_Extrait d'origine_:

###

Blogueur sans bagage

A saluer aujourd'hui 3 blogueurs malgaches et 1 blogueur congolais qui sont venus se perdre dans les mailles du filet d'Everybody Knows !
Vive le continent africain !

mardi 29 mai 2012

L'édition du LEXICAL 2012 est dans les bacs !

Aussitôt sorti de presse et aussitôt introuvable !
Mais on peut faire un effort pour vous, seulement si vous le demandez gentiment !
Parmi les nouveautés :
- Calot
- Cerceau
- Crapia
- Cuter
- Dodo la Saumure
- Endé
- Foy's
- Fumantes, .... etc.

Et surtout une version augmentée et enrichie que la critique a unanimement saluée comme un possible chef d'oeuvre à confirmer.

Monumenta... Pschitt !

 Une Monumenta qui fait "Pschitt", autant par les couleurs acidulés des parasols en plastique qui composent "l'oeuvre", que par le peu d'émotions qu'elle suscite. Où sont les correspondances entre l'écrin et son contenu temporaire ? Suffit-il de tenter d'ordonner des disques de couleur bleu, vert, jaune et rouge-orangé selon un algorithme arabe ancestral pour constituer une œuvre qui dialogue (voire s'oppose) avec les volutes académiques du Grand-Palais ? On retiendra les effets impressionnistes, et les moucharabiehs d'ombres élémentaires dessinés sur le sol par grand soleil ; et puis après ? Des effets plastiques, de surface, mais on cherche une profondeur (malgré des rendus photographiques assez aguicheurs).  

jeudi 24 mai 2012

Le mode interrogatif architectural

Petit texte rédigé à la manière de « Le mode interrogatif » de Padgett Powell paru aux éditions La contre-allée ; ouvrage de 232 pages exclusivement composé de questions.

###

_Entrées fournies_:
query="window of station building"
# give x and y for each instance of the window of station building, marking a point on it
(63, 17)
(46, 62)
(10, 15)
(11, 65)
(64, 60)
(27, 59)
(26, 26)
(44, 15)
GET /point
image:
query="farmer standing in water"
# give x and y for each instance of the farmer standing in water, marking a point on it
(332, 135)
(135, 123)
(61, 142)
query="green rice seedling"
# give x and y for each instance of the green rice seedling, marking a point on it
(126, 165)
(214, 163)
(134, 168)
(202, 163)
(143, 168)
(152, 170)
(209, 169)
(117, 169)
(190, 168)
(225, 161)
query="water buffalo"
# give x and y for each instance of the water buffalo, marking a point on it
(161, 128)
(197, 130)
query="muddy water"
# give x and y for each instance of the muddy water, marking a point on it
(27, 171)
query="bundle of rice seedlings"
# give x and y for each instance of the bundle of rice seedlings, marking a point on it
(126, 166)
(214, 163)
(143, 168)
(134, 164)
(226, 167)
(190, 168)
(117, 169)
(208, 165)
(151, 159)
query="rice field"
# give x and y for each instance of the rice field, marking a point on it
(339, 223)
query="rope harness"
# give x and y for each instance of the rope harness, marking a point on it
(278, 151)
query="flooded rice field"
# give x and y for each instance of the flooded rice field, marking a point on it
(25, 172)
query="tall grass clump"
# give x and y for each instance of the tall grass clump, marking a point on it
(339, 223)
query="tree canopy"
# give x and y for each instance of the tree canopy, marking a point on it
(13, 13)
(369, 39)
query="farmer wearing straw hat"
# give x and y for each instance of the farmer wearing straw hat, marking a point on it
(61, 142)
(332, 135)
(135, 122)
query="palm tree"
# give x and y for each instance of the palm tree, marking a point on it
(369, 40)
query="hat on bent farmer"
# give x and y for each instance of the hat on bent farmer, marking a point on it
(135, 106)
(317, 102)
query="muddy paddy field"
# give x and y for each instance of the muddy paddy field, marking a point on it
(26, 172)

###

_Travail demandé_:
(1) D'après l'extrait du blog, combien de pages compte le livre « Le mode interrogatif » de Padgett Powell ?
(2) Recopiez fidèlement le passage de l'extrait du blog qui va de « L'édition du LEXICAL » à « demandez gentiment ! ».

_Réponses de l'exercice_:
(1) Il compte 232 pages.

(2)
L'édition du LEXICAL 2012 est dans les bacs !

Aussitôt sorti de presse et aussitôt introuvable !
Mais on peut faire un effort pour vous, seulement si vous le demandez gentiment !